╔══
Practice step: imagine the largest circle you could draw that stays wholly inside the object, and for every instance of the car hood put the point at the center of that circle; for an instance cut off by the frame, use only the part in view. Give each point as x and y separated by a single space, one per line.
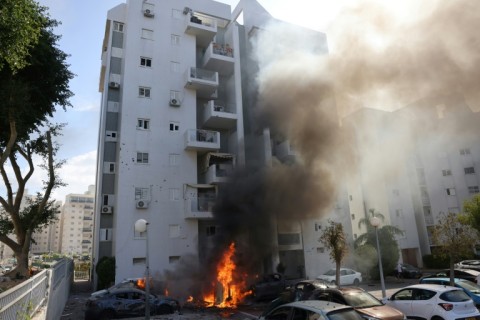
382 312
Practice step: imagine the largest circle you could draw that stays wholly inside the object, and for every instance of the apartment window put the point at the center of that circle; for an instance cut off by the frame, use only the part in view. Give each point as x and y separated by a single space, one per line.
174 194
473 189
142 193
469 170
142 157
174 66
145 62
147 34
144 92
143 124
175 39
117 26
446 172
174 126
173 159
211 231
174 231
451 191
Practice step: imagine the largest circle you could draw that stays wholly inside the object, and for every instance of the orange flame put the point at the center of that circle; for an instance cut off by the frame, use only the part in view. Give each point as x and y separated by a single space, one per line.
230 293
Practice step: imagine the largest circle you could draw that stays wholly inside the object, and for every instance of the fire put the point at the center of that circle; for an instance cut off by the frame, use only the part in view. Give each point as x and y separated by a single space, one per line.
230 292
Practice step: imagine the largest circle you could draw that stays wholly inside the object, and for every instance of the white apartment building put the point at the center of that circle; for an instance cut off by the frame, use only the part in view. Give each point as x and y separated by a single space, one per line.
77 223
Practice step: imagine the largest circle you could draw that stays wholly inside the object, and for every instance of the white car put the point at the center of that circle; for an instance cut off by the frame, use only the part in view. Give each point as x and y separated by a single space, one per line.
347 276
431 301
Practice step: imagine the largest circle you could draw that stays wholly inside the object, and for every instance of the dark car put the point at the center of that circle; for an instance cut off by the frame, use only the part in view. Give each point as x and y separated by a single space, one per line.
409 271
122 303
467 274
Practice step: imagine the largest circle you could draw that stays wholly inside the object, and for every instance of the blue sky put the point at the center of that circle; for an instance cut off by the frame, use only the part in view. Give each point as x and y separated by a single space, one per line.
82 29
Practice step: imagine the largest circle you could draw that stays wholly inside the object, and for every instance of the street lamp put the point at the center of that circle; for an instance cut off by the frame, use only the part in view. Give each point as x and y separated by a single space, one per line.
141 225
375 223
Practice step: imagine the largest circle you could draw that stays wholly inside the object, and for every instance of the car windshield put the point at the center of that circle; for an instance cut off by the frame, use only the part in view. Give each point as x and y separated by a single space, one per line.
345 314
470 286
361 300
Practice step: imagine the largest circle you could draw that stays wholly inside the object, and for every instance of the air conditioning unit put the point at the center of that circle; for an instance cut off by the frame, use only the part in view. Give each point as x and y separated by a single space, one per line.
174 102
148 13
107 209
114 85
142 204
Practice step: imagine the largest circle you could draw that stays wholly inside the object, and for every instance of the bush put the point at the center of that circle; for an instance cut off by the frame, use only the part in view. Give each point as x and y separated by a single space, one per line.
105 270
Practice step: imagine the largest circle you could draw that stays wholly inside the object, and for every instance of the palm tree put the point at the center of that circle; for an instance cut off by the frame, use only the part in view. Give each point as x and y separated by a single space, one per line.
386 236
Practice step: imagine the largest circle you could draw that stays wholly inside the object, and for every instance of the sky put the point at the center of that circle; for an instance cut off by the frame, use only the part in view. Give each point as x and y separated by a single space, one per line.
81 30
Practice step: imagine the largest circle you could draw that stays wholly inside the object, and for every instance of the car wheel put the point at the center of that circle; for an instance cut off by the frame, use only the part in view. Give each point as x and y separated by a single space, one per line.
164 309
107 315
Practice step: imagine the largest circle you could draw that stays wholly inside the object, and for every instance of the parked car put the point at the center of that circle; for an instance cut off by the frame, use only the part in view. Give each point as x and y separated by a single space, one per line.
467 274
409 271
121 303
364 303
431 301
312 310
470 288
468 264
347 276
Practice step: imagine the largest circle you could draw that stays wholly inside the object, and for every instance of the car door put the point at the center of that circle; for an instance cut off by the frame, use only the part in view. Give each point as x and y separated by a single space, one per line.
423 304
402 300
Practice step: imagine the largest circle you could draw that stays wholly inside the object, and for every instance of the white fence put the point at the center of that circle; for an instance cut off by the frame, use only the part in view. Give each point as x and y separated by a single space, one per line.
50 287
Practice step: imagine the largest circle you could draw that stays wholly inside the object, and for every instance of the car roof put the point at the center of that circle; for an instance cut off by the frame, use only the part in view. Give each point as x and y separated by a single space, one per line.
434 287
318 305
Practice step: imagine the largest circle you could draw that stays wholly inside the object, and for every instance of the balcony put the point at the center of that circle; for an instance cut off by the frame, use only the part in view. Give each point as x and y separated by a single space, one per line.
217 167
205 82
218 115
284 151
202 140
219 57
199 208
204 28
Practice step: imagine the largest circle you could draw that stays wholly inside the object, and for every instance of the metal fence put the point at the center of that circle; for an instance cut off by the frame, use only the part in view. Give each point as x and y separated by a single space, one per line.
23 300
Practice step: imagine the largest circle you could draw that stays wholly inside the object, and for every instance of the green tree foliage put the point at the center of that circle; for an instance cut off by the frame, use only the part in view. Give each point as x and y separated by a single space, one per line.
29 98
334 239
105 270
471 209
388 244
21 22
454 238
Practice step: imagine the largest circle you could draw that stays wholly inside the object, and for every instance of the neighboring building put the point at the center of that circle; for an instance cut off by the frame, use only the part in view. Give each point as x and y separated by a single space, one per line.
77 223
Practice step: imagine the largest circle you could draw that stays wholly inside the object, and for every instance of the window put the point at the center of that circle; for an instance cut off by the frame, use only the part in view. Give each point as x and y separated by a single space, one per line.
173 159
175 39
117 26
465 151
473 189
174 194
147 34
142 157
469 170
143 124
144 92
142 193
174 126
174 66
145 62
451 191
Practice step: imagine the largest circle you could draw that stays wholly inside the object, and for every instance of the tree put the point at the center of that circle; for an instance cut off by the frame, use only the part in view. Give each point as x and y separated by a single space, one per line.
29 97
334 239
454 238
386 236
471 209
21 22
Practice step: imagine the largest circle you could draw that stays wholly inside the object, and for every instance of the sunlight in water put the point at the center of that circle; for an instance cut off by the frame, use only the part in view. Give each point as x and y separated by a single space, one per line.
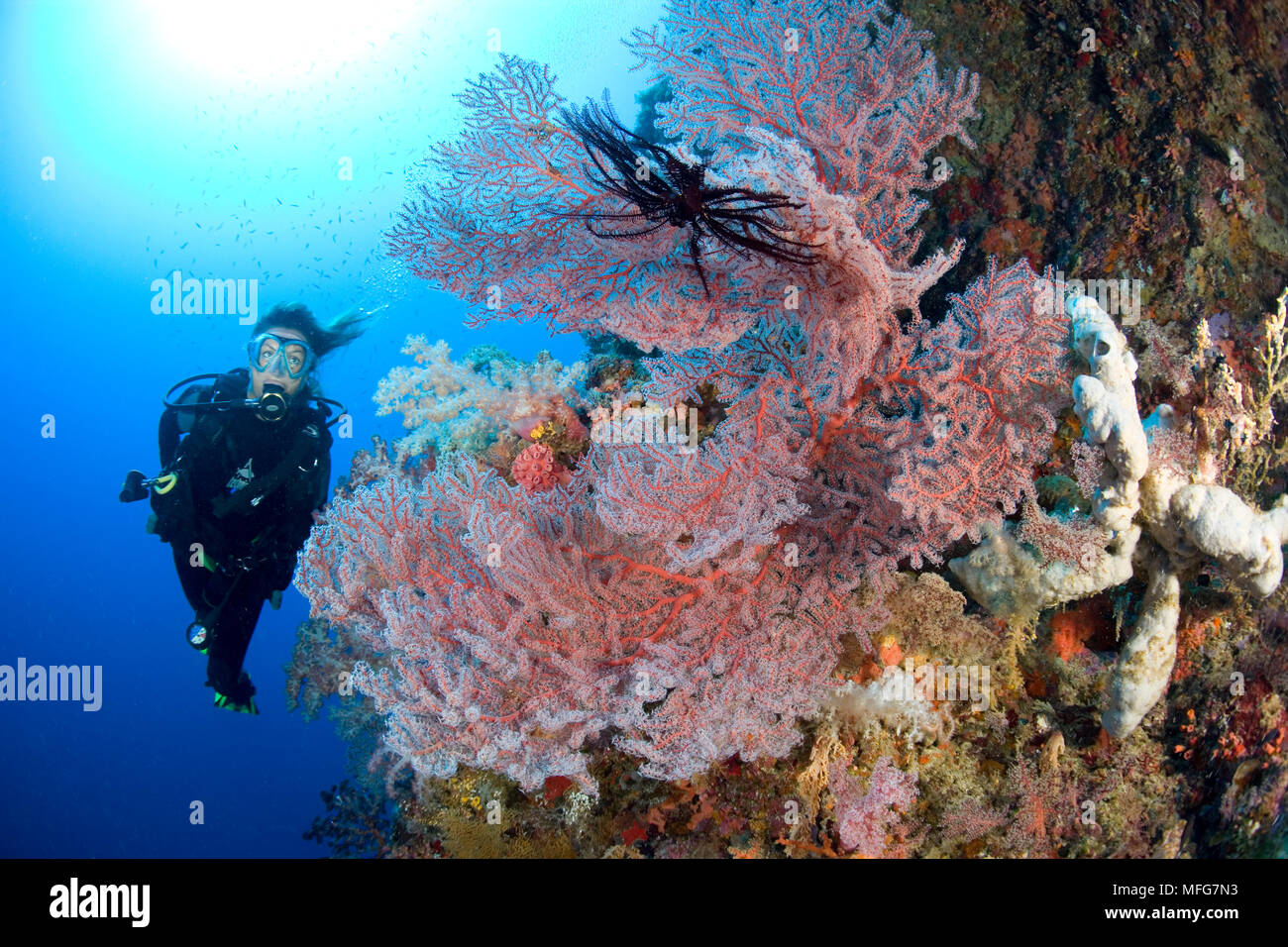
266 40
╚══
╔══
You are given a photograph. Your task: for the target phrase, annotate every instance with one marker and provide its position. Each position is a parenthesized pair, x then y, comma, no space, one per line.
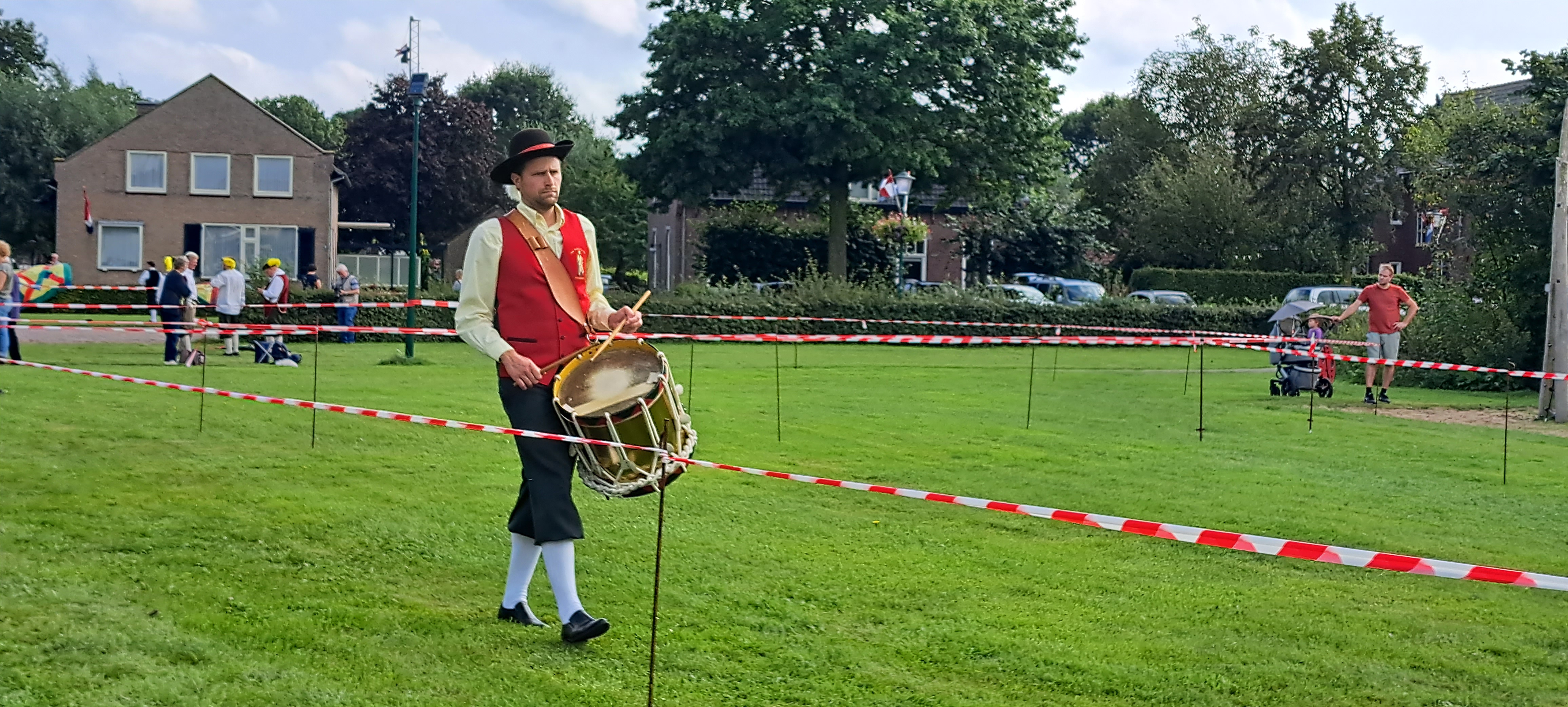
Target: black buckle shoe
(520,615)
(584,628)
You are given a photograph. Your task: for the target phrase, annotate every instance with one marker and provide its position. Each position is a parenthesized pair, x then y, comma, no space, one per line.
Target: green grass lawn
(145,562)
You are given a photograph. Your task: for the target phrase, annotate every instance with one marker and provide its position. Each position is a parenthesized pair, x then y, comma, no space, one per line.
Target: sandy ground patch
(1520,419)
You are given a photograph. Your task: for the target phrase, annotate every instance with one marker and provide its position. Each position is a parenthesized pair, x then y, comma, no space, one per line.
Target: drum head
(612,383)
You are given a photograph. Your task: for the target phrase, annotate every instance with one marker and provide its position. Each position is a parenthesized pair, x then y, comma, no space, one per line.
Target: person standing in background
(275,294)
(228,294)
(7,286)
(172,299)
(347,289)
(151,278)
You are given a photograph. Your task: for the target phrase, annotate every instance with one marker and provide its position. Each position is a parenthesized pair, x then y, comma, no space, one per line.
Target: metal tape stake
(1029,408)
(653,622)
╚══
╔══
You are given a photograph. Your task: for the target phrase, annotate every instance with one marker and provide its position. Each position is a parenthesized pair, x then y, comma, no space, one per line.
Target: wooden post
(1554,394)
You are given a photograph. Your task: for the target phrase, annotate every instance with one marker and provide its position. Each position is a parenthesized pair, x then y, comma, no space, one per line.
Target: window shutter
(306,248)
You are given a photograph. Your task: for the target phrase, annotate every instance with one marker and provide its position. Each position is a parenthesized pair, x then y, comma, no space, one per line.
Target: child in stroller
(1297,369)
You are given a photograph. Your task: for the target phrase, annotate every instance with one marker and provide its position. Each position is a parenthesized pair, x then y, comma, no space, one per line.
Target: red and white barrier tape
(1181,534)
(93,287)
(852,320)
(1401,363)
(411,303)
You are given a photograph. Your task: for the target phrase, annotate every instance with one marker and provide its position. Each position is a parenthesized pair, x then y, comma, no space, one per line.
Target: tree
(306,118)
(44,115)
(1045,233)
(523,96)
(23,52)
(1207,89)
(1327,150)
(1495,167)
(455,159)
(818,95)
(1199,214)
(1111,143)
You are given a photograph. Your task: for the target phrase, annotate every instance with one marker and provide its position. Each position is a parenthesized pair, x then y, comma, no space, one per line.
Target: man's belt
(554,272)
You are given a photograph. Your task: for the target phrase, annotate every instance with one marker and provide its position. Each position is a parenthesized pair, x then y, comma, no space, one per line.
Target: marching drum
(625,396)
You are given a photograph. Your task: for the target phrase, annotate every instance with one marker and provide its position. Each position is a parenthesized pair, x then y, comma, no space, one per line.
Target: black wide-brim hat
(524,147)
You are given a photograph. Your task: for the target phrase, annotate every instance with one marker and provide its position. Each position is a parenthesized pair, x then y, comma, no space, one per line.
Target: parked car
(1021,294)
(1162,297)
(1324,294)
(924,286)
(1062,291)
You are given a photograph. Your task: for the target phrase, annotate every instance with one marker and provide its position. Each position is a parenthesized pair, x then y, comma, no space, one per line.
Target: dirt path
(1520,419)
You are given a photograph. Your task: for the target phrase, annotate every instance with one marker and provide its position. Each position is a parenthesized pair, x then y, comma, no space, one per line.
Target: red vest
╚══
◆ **Objetivo del ejercicio**:
Recopila cada línea de los registros anteriores que contenga la cadena "white". La coincidencia distingue entre mayúsculas y minúsculas.

◆ **Solución del problema**:
Practice step: imagine the largest circle you could draw that stays wholly inside the object, and for every instance of the white apartment building put the point at the center of that circle; for an instance cut off by the frame, use only the part in view. Give each point as x and y separated by a single space, one per line.
Practice step: imagine the largest circle you could draw that stays wholly inside the object, and for every instance of the white car put the point at the center of that circle; for an instance cut off by the frame, use only the part in view. Give each point as x and y separated by a single space, one per line.
Practice step: imagine the largest circle you could draw that stays wholly inside the object, and for every instance of the white fence put the point at the center of that circle; for an instance cut off by the frame, use only the part in view. Give each point as x and y separated by a single space, one per line.
Target: red and white barrier tape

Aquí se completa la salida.